# some small items today



## mayortb (Sep 13, 2012)

A couple of small items that I did today,
look closely at the winestoppers!
[attachment=10605]
[attachment=10606]
[attachment=10607]


----------



## NYWoodturner (Sep 13, 2012)

Terry - Nice job ! Unique items - but the standout has to be the WB wine stopper ! I'll bet there are a few wine enthusiasts on here that would like one of those!
Scott


----------



## Kevin (Sep 13, 2012)

Nice items Terry. Especially that WB stopper great idea. It's technically a trademark violation but I didn't trademark our mascot to prevent our own members from doing things like that. 

I think it's very cool.


----------



## Vern Tator (Sep 13, 2012)

Interesting light pulls. Well done.


----------



## DavidDobbs (Sep 27, 2012)

How did you make the inserts for the stoppers?


----------



## JMC (Sep 27, 2012)

Very nlce


----------



## phinds (Sep 28, 2012)

Got a real chuckle out of the WB stopper. Very clever.

BUT ... now you have to give Kevin half your profit when you sell it


----------



## Kevin (Sep 28, 2012)

**Provided records:**
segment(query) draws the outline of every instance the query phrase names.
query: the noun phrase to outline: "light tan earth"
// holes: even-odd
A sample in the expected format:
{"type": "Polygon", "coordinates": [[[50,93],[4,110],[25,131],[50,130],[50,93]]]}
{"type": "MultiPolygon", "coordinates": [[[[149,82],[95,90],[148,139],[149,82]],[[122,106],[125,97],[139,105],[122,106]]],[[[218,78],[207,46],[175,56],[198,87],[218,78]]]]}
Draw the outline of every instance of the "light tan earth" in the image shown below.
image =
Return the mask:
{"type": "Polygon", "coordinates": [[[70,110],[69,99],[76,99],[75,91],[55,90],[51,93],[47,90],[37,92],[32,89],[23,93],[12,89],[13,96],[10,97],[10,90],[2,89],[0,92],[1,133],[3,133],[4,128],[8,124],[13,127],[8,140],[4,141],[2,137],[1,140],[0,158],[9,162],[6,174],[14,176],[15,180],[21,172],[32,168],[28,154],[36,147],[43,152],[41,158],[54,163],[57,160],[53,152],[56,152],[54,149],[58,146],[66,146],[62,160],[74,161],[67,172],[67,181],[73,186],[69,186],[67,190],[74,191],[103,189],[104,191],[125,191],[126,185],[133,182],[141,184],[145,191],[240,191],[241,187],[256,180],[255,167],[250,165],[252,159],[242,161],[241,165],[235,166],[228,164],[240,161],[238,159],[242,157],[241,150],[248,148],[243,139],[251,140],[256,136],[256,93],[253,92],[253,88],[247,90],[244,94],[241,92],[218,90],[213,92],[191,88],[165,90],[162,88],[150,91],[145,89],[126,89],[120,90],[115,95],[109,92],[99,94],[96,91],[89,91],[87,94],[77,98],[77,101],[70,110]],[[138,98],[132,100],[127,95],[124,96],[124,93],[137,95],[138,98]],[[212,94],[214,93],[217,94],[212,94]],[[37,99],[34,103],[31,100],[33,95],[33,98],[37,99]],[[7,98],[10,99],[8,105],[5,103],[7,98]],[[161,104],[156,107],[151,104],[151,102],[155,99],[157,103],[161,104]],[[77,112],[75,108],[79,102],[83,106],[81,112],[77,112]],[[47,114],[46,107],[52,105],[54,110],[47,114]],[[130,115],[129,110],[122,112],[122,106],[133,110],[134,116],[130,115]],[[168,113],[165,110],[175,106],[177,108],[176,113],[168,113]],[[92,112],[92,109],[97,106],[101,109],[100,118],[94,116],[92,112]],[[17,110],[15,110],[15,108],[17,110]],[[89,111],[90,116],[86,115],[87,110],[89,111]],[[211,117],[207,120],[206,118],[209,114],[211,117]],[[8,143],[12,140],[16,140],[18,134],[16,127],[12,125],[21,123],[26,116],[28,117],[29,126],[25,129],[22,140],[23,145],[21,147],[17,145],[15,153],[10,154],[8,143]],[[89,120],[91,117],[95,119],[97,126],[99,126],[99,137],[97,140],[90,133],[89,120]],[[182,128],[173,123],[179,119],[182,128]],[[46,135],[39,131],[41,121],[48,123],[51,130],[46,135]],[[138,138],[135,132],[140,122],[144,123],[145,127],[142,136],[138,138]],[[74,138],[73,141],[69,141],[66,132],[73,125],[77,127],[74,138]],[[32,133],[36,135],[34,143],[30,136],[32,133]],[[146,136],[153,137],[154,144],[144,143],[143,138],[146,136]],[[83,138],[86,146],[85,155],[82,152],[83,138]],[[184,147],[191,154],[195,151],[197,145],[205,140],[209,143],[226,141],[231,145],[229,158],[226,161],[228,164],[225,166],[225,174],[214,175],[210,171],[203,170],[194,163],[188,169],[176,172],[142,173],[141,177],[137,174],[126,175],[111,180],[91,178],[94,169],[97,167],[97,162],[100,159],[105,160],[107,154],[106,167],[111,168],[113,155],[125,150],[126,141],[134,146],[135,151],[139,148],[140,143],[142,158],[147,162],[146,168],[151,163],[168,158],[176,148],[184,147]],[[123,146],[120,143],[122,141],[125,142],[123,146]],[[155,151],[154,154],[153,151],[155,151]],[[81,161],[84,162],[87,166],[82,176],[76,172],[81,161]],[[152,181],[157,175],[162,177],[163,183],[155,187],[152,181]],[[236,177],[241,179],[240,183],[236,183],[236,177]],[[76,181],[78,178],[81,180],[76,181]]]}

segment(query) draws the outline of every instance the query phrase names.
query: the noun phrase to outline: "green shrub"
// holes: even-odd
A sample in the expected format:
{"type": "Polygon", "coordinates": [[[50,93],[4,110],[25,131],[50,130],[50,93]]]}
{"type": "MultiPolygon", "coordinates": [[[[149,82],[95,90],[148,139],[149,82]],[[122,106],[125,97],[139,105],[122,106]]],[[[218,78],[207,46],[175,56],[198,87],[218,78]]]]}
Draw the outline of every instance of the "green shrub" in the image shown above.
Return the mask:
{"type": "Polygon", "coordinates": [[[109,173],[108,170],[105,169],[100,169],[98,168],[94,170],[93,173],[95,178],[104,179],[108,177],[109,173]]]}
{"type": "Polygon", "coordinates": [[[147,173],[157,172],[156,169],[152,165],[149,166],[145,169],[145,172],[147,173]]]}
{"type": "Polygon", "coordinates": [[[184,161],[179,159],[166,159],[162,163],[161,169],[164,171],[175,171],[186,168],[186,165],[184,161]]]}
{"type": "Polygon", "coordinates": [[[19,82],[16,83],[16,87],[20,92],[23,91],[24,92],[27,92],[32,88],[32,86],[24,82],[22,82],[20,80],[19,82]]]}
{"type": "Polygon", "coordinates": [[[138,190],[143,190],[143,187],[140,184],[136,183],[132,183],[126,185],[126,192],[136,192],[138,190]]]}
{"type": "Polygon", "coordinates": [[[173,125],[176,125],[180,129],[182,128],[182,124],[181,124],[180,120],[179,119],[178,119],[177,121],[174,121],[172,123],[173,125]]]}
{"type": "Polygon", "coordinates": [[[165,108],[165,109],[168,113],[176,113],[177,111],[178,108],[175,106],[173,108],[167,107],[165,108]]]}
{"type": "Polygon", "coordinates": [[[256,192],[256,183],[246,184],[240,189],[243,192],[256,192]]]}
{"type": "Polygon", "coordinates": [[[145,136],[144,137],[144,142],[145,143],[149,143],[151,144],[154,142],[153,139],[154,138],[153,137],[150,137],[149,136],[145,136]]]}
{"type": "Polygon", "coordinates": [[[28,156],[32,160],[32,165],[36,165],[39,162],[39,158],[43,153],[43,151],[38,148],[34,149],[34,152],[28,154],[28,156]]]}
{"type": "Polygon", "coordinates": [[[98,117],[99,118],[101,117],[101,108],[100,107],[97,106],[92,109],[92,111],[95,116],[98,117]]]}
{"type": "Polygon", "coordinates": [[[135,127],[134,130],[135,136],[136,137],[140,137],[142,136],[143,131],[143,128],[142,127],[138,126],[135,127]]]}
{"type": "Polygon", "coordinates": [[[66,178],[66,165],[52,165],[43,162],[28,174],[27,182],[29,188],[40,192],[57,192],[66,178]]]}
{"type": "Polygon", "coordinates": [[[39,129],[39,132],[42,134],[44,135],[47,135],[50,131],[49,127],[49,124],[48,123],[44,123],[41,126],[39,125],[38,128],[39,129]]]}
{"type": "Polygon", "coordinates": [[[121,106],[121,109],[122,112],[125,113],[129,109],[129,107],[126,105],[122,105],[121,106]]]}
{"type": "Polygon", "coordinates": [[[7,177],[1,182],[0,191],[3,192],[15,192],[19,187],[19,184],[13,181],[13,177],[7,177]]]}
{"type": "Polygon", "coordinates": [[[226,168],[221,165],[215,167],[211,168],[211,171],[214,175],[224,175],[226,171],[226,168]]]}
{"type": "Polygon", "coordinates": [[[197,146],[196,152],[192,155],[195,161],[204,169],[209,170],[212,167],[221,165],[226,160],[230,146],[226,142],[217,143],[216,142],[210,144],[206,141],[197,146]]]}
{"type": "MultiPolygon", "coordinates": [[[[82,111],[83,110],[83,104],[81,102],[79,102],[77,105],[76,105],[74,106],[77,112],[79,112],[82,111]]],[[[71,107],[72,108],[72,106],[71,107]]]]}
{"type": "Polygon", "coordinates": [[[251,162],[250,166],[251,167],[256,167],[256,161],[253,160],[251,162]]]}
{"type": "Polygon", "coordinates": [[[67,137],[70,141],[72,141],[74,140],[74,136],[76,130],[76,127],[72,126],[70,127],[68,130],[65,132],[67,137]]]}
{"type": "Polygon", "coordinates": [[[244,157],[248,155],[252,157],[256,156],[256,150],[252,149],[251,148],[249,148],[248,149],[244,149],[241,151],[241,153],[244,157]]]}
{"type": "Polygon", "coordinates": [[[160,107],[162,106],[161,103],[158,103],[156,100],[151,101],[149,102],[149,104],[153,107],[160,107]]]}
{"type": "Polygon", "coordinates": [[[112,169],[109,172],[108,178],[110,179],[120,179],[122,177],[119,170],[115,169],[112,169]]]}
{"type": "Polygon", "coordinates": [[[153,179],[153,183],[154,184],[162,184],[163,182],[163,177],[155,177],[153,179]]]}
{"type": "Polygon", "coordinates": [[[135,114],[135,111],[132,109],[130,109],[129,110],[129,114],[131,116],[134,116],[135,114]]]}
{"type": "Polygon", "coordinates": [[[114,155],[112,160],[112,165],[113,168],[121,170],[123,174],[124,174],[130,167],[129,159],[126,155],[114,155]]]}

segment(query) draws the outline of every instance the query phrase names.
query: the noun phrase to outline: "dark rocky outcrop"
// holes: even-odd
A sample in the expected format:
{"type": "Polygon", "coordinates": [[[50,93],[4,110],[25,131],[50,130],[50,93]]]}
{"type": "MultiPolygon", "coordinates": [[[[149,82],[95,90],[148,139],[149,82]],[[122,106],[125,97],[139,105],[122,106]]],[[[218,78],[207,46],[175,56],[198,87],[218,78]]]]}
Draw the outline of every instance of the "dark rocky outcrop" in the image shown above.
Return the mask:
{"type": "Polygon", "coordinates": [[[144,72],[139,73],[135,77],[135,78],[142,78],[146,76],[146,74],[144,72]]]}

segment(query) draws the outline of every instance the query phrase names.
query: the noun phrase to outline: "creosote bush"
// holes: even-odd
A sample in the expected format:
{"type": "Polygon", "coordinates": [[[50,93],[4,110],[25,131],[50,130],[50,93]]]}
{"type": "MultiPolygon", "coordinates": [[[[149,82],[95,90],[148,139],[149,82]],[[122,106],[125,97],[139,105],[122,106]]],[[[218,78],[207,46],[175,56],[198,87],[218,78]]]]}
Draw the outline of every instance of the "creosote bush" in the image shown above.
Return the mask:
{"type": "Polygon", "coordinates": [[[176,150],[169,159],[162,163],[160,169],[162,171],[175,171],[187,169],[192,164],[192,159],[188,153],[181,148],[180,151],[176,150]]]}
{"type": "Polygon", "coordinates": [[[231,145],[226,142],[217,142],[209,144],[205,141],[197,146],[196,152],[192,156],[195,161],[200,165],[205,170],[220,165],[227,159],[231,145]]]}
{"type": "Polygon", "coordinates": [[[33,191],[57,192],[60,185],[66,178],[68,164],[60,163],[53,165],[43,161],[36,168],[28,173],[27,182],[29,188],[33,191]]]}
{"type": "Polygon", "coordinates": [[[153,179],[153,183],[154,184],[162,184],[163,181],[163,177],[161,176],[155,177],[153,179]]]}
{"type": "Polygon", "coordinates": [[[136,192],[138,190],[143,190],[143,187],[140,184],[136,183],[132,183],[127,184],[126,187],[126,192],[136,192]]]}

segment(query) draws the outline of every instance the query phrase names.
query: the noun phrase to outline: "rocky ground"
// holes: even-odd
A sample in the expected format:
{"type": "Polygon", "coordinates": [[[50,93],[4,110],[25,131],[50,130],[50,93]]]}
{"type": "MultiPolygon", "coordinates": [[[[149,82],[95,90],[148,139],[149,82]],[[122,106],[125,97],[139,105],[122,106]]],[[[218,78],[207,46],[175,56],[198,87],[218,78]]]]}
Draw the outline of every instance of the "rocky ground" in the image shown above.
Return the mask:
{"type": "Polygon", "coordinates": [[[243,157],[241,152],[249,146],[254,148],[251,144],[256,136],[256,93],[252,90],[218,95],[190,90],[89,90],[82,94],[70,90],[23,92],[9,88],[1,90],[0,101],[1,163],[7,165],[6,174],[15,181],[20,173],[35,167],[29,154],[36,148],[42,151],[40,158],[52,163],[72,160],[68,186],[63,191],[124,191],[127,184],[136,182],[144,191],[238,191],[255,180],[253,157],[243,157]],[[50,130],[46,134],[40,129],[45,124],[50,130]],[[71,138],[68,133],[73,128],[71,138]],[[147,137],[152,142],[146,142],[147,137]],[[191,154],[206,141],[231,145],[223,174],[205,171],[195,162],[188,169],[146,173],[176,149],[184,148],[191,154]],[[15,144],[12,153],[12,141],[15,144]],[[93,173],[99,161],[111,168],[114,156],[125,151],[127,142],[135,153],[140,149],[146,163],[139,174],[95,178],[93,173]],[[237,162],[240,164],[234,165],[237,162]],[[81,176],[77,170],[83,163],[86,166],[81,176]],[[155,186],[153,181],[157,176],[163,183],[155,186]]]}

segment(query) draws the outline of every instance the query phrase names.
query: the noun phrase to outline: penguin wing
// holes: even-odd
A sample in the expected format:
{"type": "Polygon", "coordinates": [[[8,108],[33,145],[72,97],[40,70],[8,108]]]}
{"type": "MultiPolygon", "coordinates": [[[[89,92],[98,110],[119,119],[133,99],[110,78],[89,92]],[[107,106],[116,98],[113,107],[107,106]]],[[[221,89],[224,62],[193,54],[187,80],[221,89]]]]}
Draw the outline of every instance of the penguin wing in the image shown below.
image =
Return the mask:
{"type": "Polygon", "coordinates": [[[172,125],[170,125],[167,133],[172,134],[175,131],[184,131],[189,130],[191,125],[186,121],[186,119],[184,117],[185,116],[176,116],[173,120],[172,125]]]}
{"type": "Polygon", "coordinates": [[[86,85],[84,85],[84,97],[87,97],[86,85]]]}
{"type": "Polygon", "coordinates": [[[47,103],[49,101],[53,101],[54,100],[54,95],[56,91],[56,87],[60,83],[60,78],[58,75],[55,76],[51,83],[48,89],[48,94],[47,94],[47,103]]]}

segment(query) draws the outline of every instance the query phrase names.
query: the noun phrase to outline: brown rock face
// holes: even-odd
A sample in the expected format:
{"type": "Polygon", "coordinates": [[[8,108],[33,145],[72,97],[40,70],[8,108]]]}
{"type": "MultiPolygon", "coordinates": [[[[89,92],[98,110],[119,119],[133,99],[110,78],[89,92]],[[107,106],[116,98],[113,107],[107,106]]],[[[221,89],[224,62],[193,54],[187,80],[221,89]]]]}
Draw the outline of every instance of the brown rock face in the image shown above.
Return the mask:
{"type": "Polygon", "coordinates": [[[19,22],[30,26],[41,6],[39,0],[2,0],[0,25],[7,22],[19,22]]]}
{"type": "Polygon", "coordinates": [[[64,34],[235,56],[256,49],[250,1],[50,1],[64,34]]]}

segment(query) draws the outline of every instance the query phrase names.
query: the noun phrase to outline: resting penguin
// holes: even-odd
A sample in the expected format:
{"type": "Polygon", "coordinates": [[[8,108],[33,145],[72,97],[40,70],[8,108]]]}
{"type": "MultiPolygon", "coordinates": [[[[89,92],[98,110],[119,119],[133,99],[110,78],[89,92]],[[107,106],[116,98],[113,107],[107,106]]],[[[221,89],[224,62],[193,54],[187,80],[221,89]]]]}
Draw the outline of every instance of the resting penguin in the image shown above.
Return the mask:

**Goals:**
1 > Say whether each statement agrees with the wine stopper thread, answering yes or no and quoting the words that decide it: (a) Kevin says he trademarked the mascot so members could not make items like the stopper; (b) Vern Tator praised the light pulls; (c) DavidDobbs asked how the inserts for the stoppers were made.
2 > Pick up the wine stopper thread where it stops and write what comes next.
The listing is separate material and does not belong to the wine stopper thread.

**Expected outputs:**
1 >
(a) No: "I didn't trademark our mascot to prevent our own members from doing things like that."
(b) Yes: "Interesting light pulls. Well done."
(c) Yes: "How did you make the inserts for the stoppers?"

2 >
phinds said:


> Got a real chuckle out of the WB stopper. Very clever.
> 
> BUT ... now you have to give Kevin half your profit when you sell it



Only half?

:dunno:


I'll be lucky not to get an invoice for advertising the site.


----------



## bearmanric (Sep 28, 2012)

Very nice work there. Rick


----------



## mayortb (Sep 28, 2012)

Joe Rebuild said:


> What is the pen on the right, palm? It is very cool.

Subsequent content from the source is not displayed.